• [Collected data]
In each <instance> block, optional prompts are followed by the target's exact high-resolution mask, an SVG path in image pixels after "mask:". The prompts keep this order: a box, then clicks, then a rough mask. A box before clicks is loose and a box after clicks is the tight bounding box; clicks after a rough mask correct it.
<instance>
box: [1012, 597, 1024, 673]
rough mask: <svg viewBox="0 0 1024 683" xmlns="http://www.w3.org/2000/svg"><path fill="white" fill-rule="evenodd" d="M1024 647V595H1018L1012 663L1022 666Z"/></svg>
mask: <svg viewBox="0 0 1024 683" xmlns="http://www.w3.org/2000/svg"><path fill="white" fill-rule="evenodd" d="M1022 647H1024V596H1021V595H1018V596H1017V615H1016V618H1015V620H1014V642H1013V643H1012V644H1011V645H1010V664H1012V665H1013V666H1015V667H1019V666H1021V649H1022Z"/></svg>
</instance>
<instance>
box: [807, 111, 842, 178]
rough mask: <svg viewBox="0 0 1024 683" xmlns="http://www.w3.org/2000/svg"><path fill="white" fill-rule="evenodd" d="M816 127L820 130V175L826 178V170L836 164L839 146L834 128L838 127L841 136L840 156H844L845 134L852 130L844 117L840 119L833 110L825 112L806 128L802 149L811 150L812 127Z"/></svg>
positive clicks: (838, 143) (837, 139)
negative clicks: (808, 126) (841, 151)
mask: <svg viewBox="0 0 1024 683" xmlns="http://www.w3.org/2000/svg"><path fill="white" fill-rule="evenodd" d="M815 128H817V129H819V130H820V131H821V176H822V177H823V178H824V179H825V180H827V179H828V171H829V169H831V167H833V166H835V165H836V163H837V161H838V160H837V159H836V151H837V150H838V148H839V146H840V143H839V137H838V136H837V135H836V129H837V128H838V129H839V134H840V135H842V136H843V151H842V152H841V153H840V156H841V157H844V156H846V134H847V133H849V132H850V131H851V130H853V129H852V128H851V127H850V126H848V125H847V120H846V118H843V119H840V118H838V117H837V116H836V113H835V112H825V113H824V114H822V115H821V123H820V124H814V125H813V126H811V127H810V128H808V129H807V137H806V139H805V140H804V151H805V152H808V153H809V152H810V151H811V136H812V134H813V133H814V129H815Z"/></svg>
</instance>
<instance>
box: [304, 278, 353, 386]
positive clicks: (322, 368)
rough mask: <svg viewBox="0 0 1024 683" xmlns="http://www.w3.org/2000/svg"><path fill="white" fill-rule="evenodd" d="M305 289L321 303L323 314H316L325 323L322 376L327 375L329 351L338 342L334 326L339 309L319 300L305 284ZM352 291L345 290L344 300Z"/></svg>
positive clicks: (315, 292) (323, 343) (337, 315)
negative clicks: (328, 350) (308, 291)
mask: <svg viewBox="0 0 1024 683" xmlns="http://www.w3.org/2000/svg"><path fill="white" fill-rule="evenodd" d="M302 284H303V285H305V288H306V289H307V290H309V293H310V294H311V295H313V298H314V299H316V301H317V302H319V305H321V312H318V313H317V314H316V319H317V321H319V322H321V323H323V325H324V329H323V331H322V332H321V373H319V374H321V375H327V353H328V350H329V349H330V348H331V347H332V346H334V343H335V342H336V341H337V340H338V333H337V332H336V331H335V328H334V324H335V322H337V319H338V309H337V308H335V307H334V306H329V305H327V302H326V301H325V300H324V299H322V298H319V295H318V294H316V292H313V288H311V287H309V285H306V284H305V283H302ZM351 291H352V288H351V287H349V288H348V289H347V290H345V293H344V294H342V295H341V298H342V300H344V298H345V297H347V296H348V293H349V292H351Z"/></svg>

• [Problem description] Please output all the entries above line for line, with no changes.

• [Expected answer]
In each <instance> block, optional prompts are followed by the target's exact high-resolution mask, an SVG path in image pixels after "mask:". The prompts keep this order: a box, then clicks, then a rough mask. A box before clicks is loose and a box after clicks is the tight bounding box; clicks after a rough mask correct it.
<instance>
box: [1012, 597, 1024, 673]
rough mask: <svg viewBox="0 0 1024 683" xmlns="http://www.w3.org/2000/svg"><path fill="white" fill-rule="evenodd" d="M1024 647V595H1018L1012 663L1022 666Z"/></svg>
mask: <svg viewBox="0 0 1024 683" xmlns="http://www.w3.org/2000/svg"><path fill="white" fill-rule="evenodd" d="M1022 647H1024V596H1021V595H1018V596H1017V615H1016V618H1015V620H1014V642H1013V643H1012V644H1011V645H1010V664H1012V665H1013V666H1015V667H1019V666H1021V649H1022Z"/></svg>
</instance>
<instance>
box: [807, 111, 842, 178]
rough mask: <svg viewBox="0 0 1024 683" xmlns="http://www.w3.org/2000/svg"><path fill="white" fill-rule="evenodd" d="M816 127L820 130V175L826 178V170L836 164L839 146L834 128L838 127L841 136L840 156H844L845 134L852 130L844 117L840 119L833 110L825 112L806 128L802 149L811 150L812 127Z"/></svg>
positive clicks: (838, 143) (837, 139)
negative clicks: (808, 126) (841, 151)
mask: <svg viewBox="0 0 1024 683" xmlns="http://www.w3.org/2000/svg"><path fill="white" fill-rule="evenodd" d="M815 128H817V129H819V130H820V131H821V176H822V177H823V178H824V179H825V180H827V179H828V171H829V169H831V167H833V166H835V165H836V163H837V161H838V160H837V159H836V151H837V150H838V148H839V146H840V143H839V137H838V136H837V135H836V129H837V128H838V129H839V134H840V135H842V136H843V151H842V152H841V153H840V156H841V157H844V156H846V134H847V133H849V132H850V131H851V130H853V129H852V128H851V127H850V126H848V125H847V120H846V118H843V119H840V118H838V117H837V116H836V113H835V112H825V113H824V114H822V115H821V123H820V124H814V125H813V126H811V127H810V128H808V129H807V137H806V139H805V140H804V151H805V152H808V153H809V152H810V151H811V136H812V134H813V133H814V129H815Z"/></svg>
</instance>
<instance>
box: [304, 278, 353, 386]
positive clicks: (322, 368)
rough mask: <svg viewBox="0 0 1024 683" xmlns="http://www.w3.org/2000/svg"><path fill="white" fill-rule="evenodd" d="M305 289L321 303L323 314H316L325 323L322 376L327 375L329 351L338 342L334 326L339 309L319 300L305 284ZM352 291L345 290L344 300Z"/></svg>
positive clicks: (315, 292) (323, 343) (337, 315)
negative clicks: (328, 350) (308, 291)
mask: <svg viewBox="0 0 1024 683" xmlns="http://www.w3.org/2000/svg"><path fill="white" fill-rule="evenodd" d="M302 284H303V285H305V288H306V289H307V290H309V293H310V294H311V295H313V298H314V299H316V301H317V302H319V305H321V312H318V313H317V314H316V319H317V321H319V322H321V323H323V325H324V329H323V331H322V332H321V373H319V374H321V375H327V353H328V350H329V349H330V348H331V347H332V346H334V343H335V342H336V341H337V340H338V333H337V332H336V331H335V328H334V324H335V322H337V319H338V309H337V308H335V307H334V306H329V305H327V302H326V301H325V300H324V299H322V298H319V295H318V294H316V292H313V288H311V287H309V285H306V284H305V283H302ZM351 291H352V288H351V287H349V288H348V289H347V290H345V293H344V294H342V295H341V298H342V300H344V298H345V297H347V296H348V293H349V292H351Z"/></svg>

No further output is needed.